■ SET EXERCISE 1
In the article on Las Vegas and the Mob, who controlled gambling in Galveston, Texas, from the 1930s to the mid-1950s?

### SOURCE PASSAGE ###

Las Vegas, Show Business and the Mob

Las Vegas, Show Business and the Mob

Thursday, 1 December 2011

By Johnny Hughes


Show business and gambling have always gone hand in hand. The recent poker scandal involving Ben Affleck, Leonardo DiCaprio, Matt Damon and Tobey Maguire gained a lot of attention for high stakes, illegal poker, much like the Frair's Club cheating scandal in Los Angeles in the 1940s.

That also gained worldwide press because of the stars involved: George Burns, George Jessel, George Raft, Chico Marx, Phil Silvers and especially Mafia biggie Johnny Roselli, whose application for Frair’s membership was promoted by Frank Sinatra and Dean Martin. The Mob was in on the movie industry and show business figures were used to dealing with them and socialising with them. Roselli controlled the biggest talent booking agency in Las Vegas and helped his friends. He was also a loan shark to the famous in Los Angeles and Las Vegas.


From the 1930s on, the Mob show-clubs in places like Atlantic City featured top entertainers and had in the back every game you’d see in a Las Vegas casino. Dean Martin and Jerry Lewis, as well as Frank Sinatra, got their starts in these clubs and had long ties to the mob. When Martin and Lewis were booked at the Flamingo in Las Vegas in the late 1940s, Lewis’ gambling addiction quickly left him heavily in debt. The Mob set him up a budget and a payback plan and he paid them back. Frank Sinatra had played their clubs and palled around with them and they promoted his career, as they did Martin and Lewis. The scene in the Godfather, where a horse's head is put in a producer's head to secure a movie part was about Sinatra. Johnny Roselli, the Mafia's go-to guy on the West Coast and Las Vegas, went to the movie producer and Sinatra got a career-mending, Academy Award-winning part in From Here to Eternity.


In Galveston, Texas, the Maceo brothers controlled gambling from the 1930s to the mid-1950s. They had a fancy casino featuring the Balinese Room, where performers included Guy Lombardo, Phil Harris, Bing Crosby, Bob Hope, Jack Teagarten, Duke Ellington and Frank Sinatra.


In the 1940s, 1950s and early 1960s, the Mob controlled the Las Vegas Strip hotels and showrooms and paid talent higher than anyone. Sinatra helped them by making the star-studded movie Ocean's Eleven, and by having the Rat Pack: Sinatra, Martin, Sammy Davis, Jr, Peter Lawford and Joey Bishop play the Sands. These events really elevated the drop at the joint.

### DATA FOR THIS EXERCISE ###

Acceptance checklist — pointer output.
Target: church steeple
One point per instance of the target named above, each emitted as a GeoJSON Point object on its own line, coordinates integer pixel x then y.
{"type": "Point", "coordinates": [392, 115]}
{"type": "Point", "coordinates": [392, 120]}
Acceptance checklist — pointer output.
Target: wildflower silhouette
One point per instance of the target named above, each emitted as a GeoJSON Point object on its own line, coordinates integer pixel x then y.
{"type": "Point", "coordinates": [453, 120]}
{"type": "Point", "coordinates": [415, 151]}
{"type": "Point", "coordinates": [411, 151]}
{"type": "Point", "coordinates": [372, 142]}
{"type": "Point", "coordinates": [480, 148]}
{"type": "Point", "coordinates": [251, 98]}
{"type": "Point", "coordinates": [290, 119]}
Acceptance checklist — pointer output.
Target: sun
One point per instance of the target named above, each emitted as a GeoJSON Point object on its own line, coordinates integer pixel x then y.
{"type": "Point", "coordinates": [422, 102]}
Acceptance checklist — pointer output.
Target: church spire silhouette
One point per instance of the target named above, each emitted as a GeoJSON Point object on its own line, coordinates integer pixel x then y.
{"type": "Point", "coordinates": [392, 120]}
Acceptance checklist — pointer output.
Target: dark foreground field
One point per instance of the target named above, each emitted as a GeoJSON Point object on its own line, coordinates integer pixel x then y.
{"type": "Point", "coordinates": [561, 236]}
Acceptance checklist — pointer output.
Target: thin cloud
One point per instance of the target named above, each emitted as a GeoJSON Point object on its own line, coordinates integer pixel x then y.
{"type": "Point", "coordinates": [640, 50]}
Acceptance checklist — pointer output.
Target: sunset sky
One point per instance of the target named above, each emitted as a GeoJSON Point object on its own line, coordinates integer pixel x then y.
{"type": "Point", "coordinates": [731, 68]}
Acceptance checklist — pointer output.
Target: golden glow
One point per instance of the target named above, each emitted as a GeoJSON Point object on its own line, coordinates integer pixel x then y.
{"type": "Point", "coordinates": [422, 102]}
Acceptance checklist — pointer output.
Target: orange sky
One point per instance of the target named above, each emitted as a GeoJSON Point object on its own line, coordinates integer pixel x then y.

###

■ SET EXERCISE 2
Gather every line in the rows above that contains the word "church", matching case exactly.

■ WRITTEN SOLUTION 1
The Maceo brothers.

■ WRITTEN SOLUTION 2
Target: church steeple
Target: church spire silhouette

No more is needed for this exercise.